● What you are asked to do
Quote every line of the records below, from the line containing "of the covered" down to the line containing "x=566, y=294", with both of those lines included.

● The records
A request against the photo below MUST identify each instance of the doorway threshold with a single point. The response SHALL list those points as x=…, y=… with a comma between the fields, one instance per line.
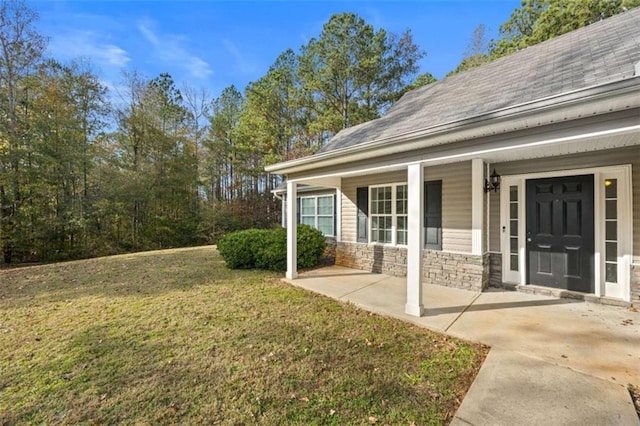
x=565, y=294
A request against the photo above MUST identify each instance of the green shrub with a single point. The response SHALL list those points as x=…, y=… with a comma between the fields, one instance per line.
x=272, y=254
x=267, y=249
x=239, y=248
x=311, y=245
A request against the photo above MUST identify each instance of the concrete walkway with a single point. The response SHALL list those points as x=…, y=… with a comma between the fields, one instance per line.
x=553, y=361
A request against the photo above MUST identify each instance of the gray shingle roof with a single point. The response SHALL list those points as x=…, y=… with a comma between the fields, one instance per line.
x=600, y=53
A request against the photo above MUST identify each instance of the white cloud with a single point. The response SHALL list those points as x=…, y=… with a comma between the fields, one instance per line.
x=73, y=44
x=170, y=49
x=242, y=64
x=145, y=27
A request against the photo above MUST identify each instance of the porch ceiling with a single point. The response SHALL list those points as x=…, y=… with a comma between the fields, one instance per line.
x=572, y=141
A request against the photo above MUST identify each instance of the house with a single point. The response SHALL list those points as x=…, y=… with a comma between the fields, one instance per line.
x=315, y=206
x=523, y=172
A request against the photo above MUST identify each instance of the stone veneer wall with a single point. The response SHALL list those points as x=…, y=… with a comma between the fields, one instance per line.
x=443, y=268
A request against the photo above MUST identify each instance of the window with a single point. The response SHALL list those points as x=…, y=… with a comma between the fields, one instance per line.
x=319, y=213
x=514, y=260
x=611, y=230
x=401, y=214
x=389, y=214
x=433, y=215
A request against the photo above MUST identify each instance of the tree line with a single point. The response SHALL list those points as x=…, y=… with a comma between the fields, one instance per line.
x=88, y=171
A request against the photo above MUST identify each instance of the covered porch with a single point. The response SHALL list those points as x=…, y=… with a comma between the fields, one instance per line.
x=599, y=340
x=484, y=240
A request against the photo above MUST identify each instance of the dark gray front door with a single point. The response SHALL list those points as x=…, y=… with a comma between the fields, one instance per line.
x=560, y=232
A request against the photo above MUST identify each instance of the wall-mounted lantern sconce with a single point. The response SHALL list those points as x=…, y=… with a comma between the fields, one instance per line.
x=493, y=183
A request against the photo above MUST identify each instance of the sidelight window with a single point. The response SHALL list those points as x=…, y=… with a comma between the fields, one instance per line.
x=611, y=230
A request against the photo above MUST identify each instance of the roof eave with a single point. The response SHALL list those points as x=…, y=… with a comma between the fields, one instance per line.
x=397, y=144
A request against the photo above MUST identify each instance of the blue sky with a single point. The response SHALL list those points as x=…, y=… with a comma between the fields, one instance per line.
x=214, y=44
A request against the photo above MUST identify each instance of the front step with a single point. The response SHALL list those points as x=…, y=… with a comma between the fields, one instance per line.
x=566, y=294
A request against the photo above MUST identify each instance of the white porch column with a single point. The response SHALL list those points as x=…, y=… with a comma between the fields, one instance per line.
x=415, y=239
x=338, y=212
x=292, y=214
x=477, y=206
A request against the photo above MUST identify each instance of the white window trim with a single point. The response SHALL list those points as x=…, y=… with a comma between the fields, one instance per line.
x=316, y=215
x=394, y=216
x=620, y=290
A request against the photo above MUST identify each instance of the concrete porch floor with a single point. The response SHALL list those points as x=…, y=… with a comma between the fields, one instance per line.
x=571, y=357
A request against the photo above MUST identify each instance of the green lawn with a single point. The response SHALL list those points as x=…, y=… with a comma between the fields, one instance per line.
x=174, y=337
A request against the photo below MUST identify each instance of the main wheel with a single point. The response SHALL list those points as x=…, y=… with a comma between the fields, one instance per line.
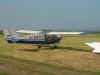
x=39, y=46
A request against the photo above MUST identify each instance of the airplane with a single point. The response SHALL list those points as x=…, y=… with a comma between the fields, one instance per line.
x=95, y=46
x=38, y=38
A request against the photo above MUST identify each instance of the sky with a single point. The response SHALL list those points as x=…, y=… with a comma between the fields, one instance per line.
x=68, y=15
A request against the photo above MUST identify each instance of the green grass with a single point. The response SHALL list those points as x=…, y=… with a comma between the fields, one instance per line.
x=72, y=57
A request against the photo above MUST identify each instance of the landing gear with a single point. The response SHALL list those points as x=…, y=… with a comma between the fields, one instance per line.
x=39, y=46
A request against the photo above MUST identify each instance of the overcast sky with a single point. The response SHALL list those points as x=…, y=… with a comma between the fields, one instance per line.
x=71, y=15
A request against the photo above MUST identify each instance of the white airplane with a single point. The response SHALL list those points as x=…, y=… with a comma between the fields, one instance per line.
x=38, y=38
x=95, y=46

* * *

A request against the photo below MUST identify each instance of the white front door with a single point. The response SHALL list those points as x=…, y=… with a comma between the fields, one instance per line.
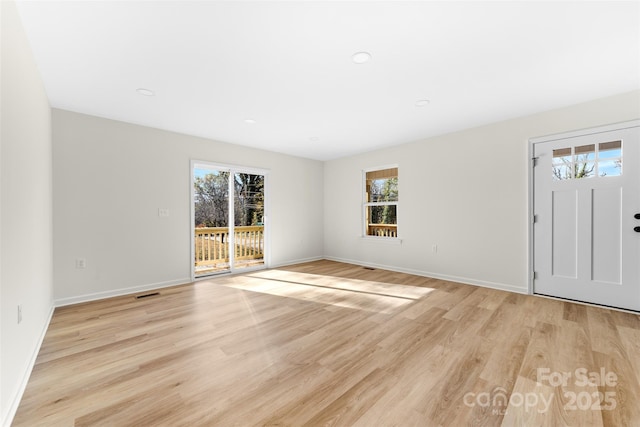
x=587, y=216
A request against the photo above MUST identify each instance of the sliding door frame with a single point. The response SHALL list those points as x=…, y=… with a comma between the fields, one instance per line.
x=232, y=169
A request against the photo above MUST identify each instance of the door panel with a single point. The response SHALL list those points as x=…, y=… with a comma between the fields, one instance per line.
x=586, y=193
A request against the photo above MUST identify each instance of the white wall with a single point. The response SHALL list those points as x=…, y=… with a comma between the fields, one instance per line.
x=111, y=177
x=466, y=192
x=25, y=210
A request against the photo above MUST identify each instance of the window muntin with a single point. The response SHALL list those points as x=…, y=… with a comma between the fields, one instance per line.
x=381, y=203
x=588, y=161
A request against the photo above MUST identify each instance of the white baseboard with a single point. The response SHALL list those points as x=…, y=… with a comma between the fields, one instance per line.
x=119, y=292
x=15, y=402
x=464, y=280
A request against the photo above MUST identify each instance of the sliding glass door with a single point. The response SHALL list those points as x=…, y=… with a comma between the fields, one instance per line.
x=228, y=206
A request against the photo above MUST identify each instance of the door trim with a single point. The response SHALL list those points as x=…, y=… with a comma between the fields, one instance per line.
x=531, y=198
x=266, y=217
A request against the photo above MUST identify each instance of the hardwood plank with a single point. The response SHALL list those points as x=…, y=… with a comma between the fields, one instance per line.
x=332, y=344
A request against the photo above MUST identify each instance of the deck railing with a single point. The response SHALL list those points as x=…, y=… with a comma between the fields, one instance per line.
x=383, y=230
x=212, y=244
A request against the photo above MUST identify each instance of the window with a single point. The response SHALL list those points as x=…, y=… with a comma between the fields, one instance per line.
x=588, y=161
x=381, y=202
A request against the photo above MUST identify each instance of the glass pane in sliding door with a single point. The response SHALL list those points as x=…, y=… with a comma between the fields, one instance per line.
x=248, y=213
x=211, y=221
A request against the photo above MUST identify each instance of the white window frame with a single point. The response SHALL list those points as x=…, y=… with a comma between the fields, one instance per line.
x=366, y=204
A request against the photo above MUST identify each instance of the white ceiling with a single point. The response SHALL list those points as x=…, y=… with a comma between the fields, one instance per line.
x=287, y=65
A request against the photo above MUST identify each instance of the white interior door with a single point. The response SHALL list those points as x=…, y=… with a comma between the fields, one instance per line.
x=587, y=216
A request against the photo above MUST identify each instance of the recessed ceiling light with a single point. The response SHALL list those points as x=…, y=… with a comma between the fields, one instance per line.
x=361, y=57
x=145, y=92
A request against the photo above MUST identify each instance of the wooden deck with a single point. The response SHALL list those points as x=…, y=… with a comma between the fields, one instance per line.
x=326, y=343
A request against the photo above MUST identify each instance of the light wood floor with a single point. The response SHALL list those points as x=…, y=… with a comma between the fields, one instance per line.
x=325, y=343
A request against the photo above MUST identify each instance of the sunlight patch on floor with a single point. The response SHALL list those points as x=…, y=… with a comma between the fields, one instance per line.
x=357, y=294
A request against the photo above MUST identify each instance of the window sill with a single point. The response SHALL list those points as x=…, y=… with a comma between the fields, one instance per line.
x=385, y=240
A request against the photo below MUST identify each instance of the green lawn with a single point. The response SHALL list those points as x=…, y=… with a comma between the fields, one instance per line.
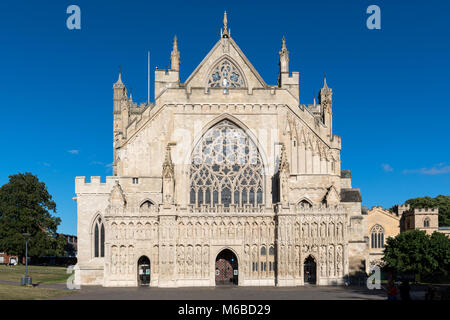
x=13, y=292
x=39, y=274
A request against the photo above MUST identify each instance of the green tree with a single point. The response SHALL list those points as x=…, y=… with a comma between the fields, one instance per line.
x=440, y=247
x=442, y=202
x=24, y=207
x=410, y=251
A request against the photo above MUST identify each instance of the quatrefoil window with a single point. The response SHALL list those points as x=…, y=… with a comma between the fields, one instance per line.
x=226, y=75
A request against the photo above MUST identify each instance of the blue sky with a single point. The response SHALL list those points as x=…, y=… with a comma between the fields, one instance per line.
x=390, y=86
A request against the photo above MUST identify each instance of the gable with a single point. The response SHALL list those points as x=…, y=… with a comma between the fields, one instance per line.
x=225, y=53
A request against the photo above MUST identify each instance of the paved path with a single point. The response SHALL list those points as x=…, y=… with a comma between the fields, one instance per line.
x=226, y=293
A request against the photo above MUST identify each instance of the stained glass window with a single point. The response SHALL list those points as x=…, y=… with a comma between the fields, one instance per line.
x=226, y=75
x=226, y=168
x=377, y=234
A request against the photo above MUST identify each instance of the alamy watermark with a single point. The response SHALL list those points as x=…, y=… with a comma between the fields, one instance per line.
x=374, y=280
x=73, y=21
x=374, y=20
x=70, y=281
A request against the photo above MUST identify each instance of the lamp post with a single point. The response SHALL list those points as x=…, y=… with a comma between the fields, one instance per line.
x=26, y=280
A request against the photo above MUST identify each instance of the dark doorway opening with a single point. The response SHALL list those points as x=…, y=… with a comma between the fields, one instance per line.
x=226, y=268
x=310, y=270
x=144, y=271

● Task response
A request against the photo above MUST identify each instance of the covered porch with a single point. The response SHALL list those points as x=…, y=… with a comma between the fields, one instance per line.
x=599, y=340
x=484, y=240
A request against the photo above MUST identify each instance of the dark gray front door with a single point. The response SHALL list those points as x=…, y=… with a comma between the fields, one instance per line.
x=560, y=232
A request against the photo above MUST identify each instance of the wall-mounted lantern sconce with a single point. The response SHALL list those points as x=…, y=… with a comma between the fields, one instance per line.
x=493, y=183
A request against the photo above MUST identify each instance of the sidelight window with a single point. The response SHALL list those points as x=…, y=… with a comma between the fields, one instance per line.
x=611, y=230
A request against the photo above MUST identify each instance of the roof eave with a single point. The response SHALL list those points as x=…, y=… with a comma between the fields, one instance per line.
x=397, y=144
A request against the photo above MUST identify each instance of the blue sky with a single point. The response SHALL list those points as x=…, y=… with a comma between the fields, one instance per line.
x=214, y=44
A request against the photo above MUST identify each instance of the front step with a single point. The response SHALL list those points as x=…, y=… with a comma between the fields, one instance per line.
x=566, y=294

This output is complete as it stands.